**Set problem**
Print the line containing "of the colorful" and each line after it through the end, please, with nothing added.

--- BEGIN Given records ---

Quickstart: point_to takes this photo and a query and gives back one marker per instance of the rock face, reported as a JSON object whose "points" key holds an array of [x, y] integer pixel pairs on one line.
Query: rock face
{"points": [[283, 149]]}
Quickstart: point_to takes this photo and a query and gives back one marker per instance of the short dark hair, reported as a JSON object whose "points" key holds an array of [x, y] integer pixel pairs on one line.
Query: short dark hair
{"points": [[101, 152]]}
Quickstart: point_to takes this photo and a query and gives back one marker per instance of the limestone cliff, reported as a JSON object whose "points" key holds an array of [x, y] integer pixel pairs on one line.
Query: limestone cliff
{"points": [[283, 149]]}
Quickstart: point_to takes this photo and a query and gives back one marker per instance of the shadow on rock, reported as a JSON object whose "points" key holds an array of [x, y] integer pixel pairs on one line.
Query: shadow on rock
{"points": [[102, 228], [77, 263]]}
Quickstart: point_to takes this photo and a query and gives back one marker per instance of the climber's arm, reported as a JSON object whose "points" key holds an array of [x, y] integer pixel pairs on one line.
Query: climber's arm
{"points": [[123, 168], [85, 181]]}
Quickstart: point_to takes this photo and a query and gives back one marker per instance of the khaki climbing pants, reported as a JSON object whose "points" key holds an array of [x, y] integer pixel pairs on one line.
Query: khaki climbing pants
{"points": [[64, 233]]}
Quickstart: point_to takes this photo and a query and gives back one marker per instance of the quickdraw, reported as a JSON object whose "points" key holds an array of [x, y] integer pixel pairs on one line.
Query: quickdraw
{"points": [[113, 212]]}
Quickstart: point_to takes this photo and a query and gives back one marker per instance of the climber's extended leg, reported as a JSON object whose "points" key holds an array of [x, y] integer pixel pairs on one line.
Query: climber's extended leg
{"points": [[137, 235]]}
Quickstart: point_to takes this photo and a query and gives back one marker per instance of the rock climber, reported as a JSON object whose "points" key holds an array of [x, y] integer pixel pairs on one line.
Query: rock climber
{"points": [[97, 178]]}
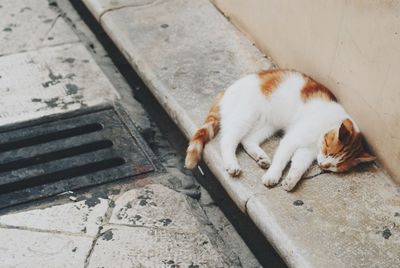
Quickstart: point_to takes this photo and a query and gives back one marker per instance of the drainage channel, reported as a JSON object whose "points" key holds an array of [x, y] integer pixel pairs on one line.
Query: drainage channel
{"points": [[50, 156], [254, 239]]}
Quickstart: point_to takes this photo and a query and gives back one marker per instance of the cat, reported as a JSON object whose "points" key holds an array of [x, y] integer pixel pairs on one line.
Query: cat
{"points": [[255, 107]]}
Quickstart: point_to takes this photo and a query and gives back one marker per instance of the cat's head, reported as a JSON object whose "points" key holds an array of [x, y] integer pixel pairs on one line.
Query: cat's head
{"points": [[342, 148]]}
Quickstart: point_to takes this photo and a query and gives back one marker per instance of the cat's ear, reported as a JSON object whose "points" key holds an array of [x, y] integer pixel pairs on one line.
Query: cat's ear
{"points": [[346, 130], [365, 157]]}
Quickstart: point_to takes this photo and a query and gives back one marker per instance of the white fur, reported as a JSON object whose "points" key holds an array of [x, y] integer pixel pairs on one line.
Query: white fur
{"points": [[250, 117]]}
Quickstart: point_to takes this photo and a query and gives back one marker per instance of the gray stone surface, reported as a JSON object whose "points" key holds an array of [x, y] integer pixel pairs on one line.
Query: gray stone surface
{"points": [[28, 25], [23, 248], [48, 81], [72, 217], [186, 52], [346, 220], [154, 206], [121, 246]]}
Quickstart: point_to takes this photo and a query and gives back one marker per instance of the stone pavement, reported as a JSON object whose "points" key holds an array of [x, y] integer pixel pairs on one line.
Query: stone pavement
{"points": [[186, 52], [50, 63]]}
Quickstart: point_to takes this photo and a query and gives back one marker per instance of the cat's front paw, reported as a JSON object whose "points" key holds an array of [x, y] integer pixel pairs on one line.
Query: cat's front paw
{"points": [[271, 178], [288, 184], [264, 162], [233, 169]]}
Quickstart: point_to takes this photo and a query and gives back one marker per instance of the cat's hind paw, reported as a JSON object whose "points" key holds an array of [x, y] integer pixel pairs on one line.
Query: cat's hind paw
{"points": [[233, 169], [271, 179]]}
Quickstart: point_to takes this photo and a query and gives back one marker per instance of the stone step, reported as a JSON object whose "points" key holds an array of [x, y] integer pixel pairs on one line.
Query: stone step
{"points": [[186, 51]]}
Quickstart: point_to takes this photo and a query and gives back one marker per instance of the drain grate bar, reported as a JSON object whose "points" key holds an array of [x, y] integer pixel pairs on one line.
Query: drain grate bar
{"points": [[62, 175], [74, 151], [58, 135], [52, 146], [56, 155]]}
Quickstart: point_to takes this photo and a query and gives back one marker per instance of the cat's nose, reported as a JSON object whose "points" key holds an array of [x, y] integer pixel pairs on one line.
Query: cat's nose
{"points": [[325, 165]]}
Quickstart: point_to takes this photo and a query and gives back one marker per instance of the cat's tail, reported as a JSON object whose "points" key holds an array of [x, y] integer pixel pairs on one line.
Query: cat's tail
{"points": [[204, 134]]}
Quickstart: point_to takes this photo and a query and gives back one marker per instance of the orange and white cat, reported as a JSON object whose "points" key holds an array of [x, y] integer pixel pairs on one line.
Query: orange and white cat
{"points": [[258, 105]]}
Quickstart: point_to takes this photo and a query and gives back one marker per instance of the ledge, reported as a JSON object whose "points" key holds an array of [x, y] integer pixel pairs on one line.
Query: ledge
{"points": [[186, 52]]}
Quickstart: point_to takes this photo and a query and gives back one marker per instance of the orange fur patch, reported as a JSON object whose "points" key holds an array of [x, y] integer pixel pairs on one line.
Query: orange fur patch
{"points": [[205, 133], [313, 89], [270, 79]]}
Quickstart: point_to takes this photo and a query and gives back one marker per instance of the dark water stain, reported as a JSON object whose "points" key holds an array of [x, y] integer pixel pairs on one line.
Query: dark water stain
{"points": [[71, 89], [54, 79], [165, 222], [386, 233], [107, 235], [298, 203], [69, 60], [70, 76], [92, 201]]}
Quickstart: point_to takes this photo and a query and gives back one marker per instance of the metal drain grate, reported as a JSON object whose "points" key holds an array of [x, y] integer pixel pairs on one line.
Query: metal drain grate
{"points": [[69, 153]]}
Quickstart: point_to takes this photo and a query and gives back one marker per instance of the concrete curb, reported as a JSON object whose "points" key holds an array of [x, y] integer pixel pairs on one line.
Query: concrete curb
{"points": [[185, 51]]}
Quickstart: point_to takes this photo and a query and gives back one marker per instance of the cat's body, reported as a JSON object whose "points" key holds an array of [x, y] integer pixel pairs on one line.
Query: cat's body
{"points": [[257, 106]]}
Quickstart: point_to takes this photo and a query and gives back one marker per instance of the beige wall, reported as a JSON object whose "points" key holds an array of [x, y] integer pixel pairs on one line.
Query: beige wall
{"points": [[351, 46]]}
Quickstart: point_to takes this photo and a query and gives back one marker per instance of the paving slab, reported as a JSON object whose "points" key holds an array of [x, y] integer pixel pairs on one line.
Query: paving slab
{"points": [[186, 52], [45, 27], [346, 220], [49, 81], [121, 246], [154, 206], [72, 217], [22, 248]]}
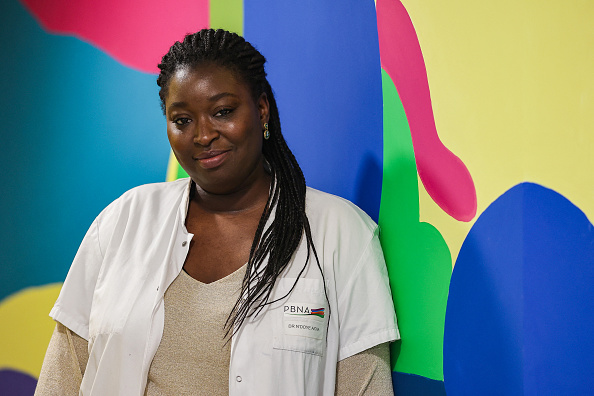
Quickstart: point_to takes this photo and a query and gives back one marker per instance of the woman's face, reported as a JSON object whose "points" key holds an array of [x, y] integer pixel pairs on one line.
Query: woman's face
{"points": [[215, 128]]}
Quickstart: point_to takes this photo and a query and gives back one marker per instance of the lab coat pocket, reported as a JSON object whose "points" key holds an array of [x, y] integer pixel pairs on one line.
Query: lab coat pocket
{"points": [[301, 320]]}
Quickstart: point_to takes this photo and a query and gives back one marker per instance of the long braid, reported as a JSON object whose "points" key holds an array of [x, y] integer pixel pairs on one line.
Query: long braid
{"points": [[279, 241]]}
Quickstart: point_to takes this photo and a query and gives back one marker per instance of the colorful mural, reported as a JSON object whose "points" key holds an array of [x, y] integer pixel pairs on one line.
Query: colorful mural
{"points": [[469, 143]]}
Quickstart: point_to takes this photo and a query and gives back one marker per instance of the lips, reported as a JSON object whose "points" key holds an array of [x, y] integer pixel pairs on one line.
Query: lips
{"points": [[212, 158]]}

--- END Given records ---

**Solution**
Quickstart: point_to takes this photo and a query and gives back one marker per instance of the colorful mural, reported as a JSON object whose "points" key holds an array of [x, y] integer pixel pairs on one line.
Query: colorful mural
{"points": [[469, 143]]}
Quickstart: point_to takes this photo and a query and gives back one marker per instance of the lips, reported as a JSON object whose "points" key holds an array of [x, y] integer pixel pairs on one line.
Query: lips
{"points": [[212, 158]]}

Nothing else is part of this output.